• WHAT NEEDS TO BE DONE: Set each record down exactly, excluding all images.

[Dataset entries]

────────────────────

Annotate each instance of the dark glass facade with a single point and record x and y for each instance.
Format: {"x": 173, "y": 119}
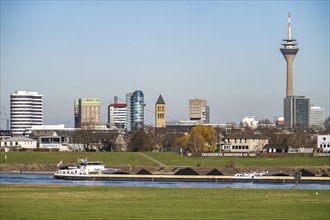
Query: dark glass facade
{"x": 296, "y": 111}
{"x": 137, "y": 110}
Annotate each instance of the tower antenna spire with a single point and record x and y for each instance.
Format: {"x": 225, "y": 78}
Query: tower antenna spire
{"x": 289, "y": 27}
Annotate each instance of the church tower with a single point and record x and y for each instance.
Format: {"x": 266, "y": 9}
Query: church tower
{"x": 160, "y": 110}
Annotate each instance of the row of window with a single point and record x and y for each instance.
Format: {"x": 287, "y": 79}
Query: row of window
{"x": 161, "y": 115}
{"x": 228, "y": 147}
{"x": 324, "y": 145}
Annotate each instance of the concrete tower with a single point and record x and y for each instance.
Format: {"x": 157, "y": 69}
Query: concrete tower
{"x": 289, "y": 52}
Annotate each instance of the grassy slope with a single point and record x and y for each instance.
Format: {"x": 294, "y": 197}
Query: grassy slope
{"x": 94, "y": 202}
{"x": 173, "y": 159}
{"x": 113, "y": 159}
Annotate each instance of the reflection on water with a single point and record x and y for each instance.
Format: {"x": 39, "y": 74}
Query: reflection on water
{"x": 23, "y": 178}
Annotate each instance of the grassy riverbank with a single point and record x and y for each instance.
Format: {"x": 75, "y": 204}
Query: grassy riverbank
{"x": 169, "y": 159}
{"x": 46, "y": 162}
{"x": 95, "y": 202}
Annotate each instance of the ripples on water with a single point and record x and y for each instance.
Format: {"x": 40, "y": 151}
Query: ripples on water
{"x": 19, "y": 178}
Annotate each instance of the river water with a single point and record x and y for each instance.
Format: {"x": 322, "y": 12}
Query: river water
{"x": 23, "y": 178}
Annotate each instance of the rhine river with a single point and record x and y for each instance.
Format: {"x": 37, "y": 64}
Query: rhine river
{"x": 23, "y": 178}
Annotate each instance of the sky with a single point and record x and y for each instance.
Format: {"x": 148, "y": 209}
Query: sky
{"x": 226, "y": 52}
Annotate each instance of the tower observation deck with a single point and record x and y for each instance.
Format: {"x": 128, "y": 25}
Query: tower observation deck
{"x": 289, "y": 51}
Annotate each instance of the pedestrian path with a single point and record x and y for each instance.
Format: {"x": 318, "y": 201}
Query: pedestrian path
{"x": 152, "y": 159}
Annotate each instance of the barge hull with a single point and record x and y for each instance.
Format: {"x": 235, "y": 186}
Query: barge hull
{"x": 188, "y": 178}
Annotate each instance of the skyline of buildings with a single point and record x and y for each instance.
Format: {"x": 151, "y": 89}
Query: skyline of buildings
{"x": 296, "y": 109}
{"x": 172, "y": 50}
{"x": 87, "y": 113}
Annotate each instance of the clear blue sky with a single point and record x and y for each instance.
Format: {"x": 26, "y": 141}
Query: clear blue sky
{"x": 226, "y": 52}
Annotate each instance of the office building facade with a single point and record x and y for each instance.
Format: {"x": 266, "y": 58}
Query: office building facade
{"x": 87, "y": 112}
{"x": 160, "y": 113}
{"x": 26, "y": 110}
{"x": 316, "y": 116}
{"x": 117, "y": 115}
{"x": 137, "y": 110}
{"x": 296, "y": 111}
{"x": 199, "y": 111}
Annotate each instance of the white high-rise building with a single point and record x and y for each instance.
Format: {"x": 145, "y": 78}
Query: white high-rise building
{"x": 199, "y": 110}
{"x": 250, "y": 121}
{"x": 316, "y": 116}
{"x": 26, "y": 110}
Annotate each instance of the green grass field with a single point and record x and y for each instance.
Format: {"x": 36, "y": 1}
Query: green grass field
{"x": 113, "y": 158}
{"x": 173, "y": 159}
{"x": 169, "y": 159}
{"x": 106, "y": 202}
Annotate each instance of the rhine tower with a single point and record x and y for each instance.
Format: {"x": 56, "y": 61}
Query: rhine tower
{"x": 289, "y": 51}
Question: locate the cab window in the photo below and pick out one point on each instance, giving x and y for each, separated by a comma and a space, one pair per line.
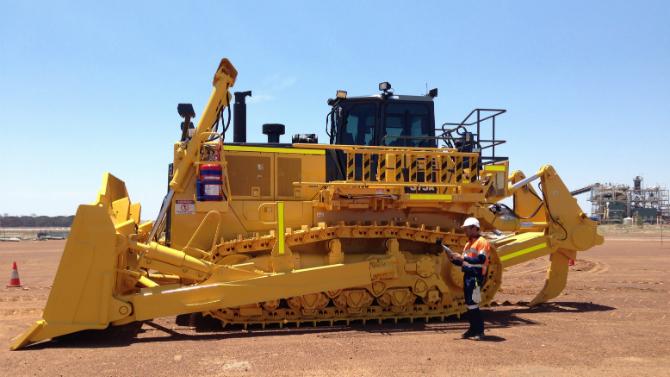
359, 125
407, 124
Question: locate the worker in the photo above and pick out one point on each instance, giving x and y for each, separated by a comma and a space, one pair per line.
473, 262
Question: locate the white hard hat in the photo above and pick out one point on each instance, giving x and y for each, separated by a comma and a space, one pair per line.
470, 221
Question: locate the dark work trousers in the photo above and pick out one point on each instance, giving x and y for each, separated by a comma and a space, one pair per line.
474, 314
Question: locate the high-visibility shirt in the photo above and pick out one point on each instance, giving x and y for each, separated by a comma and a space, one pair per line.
476, 255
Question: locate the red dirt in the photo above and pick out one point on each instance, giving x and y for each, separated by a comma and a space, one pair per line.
612, 320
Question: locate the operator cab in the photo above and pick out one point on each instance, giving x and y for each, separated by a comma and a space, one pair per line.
383, 119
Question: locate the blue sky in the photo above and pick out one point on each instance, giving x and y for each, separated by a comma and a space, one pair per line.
89, 87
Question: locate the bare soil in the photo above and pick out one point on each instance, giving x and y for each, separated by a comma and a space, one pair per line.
612, 320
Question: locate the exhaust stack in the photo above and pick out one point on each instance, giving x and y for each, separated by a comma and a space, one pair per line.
240, 117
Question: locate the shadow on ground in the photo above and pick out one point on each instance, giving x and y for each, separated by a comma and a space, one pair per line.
207, 328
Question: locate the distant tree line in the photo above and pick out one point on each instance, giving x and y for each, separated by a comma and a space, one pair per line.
34, 221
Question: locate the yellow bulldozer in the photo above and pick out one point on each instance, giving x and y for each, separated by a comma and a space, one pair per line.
307, 233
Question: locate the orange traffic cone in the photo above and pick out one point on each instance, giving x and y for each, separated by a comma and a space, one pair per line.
14, 281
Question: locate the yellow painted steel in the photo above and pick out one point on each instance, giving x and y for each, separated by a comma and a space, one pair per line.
281, 228
241, 148
495, 167
287, 245
433, 197
522, 252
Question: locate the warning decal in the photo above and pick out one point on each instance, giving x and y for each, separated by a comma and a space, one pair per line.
184, 207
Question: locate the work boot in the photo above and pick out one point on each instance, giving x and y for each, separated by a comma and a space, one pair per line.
467, 334
477, 337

────────────────────

• SOLUTION BELOW:
Annotate each instance of the dark glass facade with a single point and record x and y for each instance.
Format: {"x": 173, "y": 119}
Query: dark glass facade
{"x": 296, "y": 111}
{"x": 137, "y": 110}
Annotate each instance of the tower antenna spire with a single point and record x and y for each instance.
Format: {"x": 225, "y": 78}
Query: tower antenna spire
{"x": 289, "y": 27}
Annotate each instance of the church tower with a single point and record x and y for each instance.
Format: {"x": 266, "y": 9}
Query: church tower
{"x": 160, "y": 110}
Annotate each instance of the row of window with a single point and record x and y for each instance.
Format: {"x": 287, "y": 79}
Query: row of window
{"x": 161, "y": 115}
{"x": 228, "y": 147}
{"x": 324, "y": 145}
Annotate each instance of the concrete tower with a single point and record x and y for each instance.
Format: {"x": 157, "y": 69}
Query: concrete tower
{"x": 289, "y": 52}
Annotate each instance of the grassy slope with a single point and record x and y for each instance.
Format: {"x": 294, "y": 197}
Query: grassy slope
{"x": 94, "y": 202}
{"x": 173, "y": 159}
{"x": 113, "y": 159}
Annotate each instance of the reflection on water with a single point and record x and y for each instance.
Format: {"x": 39, "y": 74}
Query: reflection on water
{"x": 23, "y": 178}
Annotate each instance of the grassy riverbank with a single point and record x and y for each instance.
Format: {"x": 75, "y": 204}
Query: grassy riverbank
{"x": 169, "y": 159}
{"x": 46, "y": 162}
{"x": 95, "y": 202}
Annotate each instance of the ripples on water with a single point and record x and y for each instance.
Format: {"x": 40, "y": 151}
Query: ripples on water
{"x": 19, "y": 178}
Annotate each instance of the river water with a single point and record x and y for each instance.
Format: {"x": 322, "y": 12}
Query: river water
{"x": 23, "y": 178}
Annotate each instance of the rhine river with a single point and record x and y for each instance.
Format: {"x": 37, "y": 64}
Query: rhine river
{"x": 23, "y": 178}
Annotate each instance of the sky with a single point and record x and y for each instance.
Format: {"x": 148, "y": 209}
Query: sky
{"x": 226, "y": 52}
Annotate each instance of the tower observation deck with a single point and record x and y for each instance.
Format: {"x": 128, "y": 25}
Query: tower observation deck
{"x": 289, "y": 51}
Annotate each instance of the pedestrian path with a single point and record x and y for each instance.
Format: {"x": 318, "y": 201}
Query: pedestrian path
{"x": 152, "y": 159}
Annotate each instance of the barge hull with a single point and record x and y for each instance.
Format: {"x": 235, "y": 186}
Query: barge hull
{"x": 188, "y": 178}
Annotate each instance of the skyline of buildings with a single point and record x and y for each instance.
Format: {"x": 151, "y": 89}
Query: skyline of buildings
{"x": 296, "y": 109}
{"x": 172, "y": 50}
{"x": 87, "y": 113}
Annotate each instance of the clear blue sky with a single point and record x and y for each instance.
Format: {"x": 26, "y": 141}
Query: clear blue sky
{"x": 226, "y": 52}
Annotate each instance of the office building facade with a single point and record x and y for each instance.
Format: {"x": 266, "y": 58}
Query: office building facade
{"x": 87, "y": 112}
{"x": 160, "y": 113}
{"x": 26, "y": 110}
{"x": 316, "y": 116}
{"x": 117, "y": 115}
{"x": 137, "y": 110}
{"x": 296, "y": 111}
{"x": 199, "y": 111}
Annotate each instance of the white high-rise building with a single point and record x and y for each instance.
Format: {"x": 145, "y": 78}
Query: white high-rise building
{"x": 199, "y": 110}
{"x": 250, "y": 121}
{"x": 316, "y": 116}
{"x": 26, "y": 110}
Annotate each instance of the green grass field with a single point and record x and y for each instance.
Format: {"x": 36, "y": 1}
Query: green grass field
{"x": 113, "y": 158}
{"x": 173, "y": 159}
{"x": 169, "y": 159}
{"x": 106, "y": 202}
Annotate each instance of the rhine tower with a single point and record x and y for each instance.
Format: {"x": 56, "y": 61}
Query: rhine tower
{"x": 289, "y": 51}
Question: locate the cab window in the photo below and pick out one point on each instance, giving x and y for each, separated by a comma and a space, one pair per line.
359, 125
407, 124
Question: locate the worker in the photo above and pick out one point on each instance, giving x and y for each, separated by a comma and a space, one pair per line.
473, 262
Question: locate the white hard hat in the photo above and pick out one point on each instance, giving x and y for each, separated by a comma and a space, one pair per line.
470, 221
Question: locate the dark work trousers in the photo above and pick out one point on each instance, giving x and y for each, separated by a comma and a space, one pair per line.
474, 314
Question: locate the high-visibility shirt in the photo above and pick out one point on each instance, giving x and y for each, separated by a comma and a space, one pair per line.
476, 255
Question: locate the red dirt in the photo above and pick out one point on each instance, giving x and y for each, separated by a comma and a space, one pair per line.
612, 320
Question: locate the operator cab in the photo above and pick out one point on each instance, giving x and y for each, separated by a comma and a space, one pair per line.
383, 119
Question: locate the blue sky in the photo above and pick out one point on each instance, giving x and y for each, separated by a comma and a space, one pair per line.
89, 87
Question: locate the bare soil in the photo above and pick out one point on each instance, giving x and y for each, separated by a comma and a space, one pair per line.
612, 320
Question: locate the exhaust stack in the photo above and pick out one point on each instance, giving x and y for each, separated by a comma and a space, one pair per line.
240, 117
Question: locate the shadow on ground in the photo above and pick out one point on each instance, giving x and y for each, separated by a comma and a space, one pair per line.
207, 328
Question: locate the distant tree line in the photo above and pick out one point on each instance, giving x and y for each, separated by a comma and a space, one pair per line.
34, 221
Question: locate the yellow bulldozer in the photo above and pick out one point on each instance, giving x and y for each, separated by a comma and a space, one pair per line.
307, 233
Question: locate the orange traffic cone in the photo above and pick out one point on each instance, giving x and y for each, separated by a comma and a space, one pair per line.
14, 281
Question: locate the yellow painted steel in the photo above and pick out one point on each instance, giving x and y for each, separated by a comma and a space, one pair per line.
281, 228
241, 148
495, 167
287, 245
433, 197
522, 252
Question: locate the warning decal in the photo above and pick out one point on each instance, giving x and y for each, separated by a comma and a space, one pair per line.
184, 207
Question: locate the work boot in the photo above and pick out one point on each instance, giving x and y for each, separated by a comma and a space, one pair per line.
467, 334
477, 337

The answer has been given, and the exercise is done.